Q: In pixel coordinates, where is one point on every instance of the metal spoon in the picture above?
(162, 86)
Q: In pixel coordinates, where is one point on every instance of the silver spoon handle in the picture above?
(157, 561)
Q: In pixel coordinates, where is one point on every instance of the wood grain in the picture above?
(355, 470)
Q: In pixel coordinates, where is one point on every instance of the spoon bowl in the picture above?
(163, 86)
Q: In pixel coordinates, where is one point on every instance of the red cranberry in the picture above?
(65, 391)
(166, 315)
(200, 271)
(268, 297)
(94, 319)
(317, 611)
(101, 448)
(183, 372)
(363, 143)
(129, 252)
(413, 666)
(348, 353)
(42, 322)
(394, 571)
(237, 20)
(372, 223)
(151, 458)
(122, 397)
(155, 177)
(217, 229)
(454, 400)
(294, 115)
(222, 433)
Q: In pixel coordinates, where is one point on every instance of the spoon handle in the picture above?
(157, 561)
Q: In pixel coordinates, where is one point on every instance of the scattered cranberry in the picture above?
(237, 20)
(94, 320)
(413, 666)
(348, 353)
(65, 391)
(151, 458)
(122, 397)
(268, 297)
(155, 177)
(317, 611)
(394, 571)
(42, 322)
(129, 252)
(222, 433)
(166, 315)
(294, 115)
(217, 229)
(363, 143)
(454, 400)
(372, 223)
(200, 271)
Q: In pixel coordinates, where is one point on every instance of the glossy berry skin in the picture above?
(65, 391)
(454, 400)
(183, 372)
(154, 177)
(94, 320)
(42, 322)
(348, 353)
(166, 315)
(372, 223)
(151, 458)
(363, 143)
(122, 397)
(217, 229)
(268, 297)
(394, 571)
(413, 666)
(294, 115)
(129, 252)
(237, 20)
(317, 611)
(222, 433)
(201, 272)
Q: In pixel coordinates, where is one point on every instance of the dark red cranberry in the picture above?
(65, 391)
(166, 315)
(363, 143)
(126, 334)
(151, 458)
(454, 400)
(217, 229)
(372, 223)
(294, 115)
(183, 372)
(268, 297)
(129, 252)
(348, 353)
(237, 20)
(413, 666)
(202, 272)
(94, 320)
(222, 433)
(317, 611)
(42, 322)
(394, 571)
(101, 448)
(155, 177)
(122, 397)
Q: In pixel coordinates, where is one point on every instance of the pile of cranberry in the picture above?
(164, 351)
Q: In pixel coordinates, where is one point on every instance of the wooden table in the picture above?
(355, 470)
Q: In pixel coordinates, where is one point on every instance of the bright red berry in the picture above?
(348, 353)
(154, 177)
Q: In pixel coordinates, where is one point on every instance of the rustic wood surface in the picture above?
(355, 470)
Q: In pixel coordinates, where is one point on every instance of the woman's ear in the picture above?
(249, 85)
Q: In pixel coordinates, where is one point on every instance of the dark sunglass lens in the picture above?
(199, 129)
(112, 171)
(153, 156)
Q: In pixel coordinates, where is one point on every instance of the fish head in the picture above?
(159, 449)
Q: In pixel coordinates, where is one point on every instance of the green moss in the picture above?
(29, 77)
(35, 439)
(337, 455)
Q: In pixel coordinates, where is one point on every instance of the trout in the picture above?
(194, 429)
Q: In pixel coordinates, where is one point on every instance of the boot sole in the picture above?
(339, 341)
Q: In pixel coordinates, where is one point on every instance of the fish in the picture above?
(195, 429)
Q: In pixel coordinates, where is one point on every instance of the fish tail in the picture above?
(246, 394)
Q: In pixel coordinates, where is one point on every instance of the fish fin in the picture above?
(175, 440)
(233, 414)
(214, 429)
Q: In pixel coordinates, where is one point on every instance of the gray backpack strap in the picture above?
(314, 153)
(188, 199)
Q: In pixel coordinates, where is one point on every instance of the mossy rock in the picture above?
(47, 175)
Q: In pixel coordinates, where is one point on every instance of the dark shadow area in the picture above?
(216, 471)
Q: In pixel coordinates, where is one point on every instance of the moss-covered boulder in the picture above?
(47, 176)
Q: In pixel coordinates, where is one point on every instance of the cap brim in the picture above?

————

## Work instructions
Copy the data from the line containing "rock in the picture above?" through the end of the data, keeping every request line unchanged, and increase each number in the point coordinates by 141.

## Task solution
Q: In pixel coordinates, where is one point on every instance of the mossy rock in the picture above?
(188, 316)
Q: In pixel coordinates, where is one point on every instance of the dark shadow area in the picture above?
(357, 612)
Q: In pixel coordinates, where is one point on every instance of the moss-covered boulder in the picture above?
(188, 317)
Q: In pixel coordinates, where is one point on every instance of the cap brim in the picture above?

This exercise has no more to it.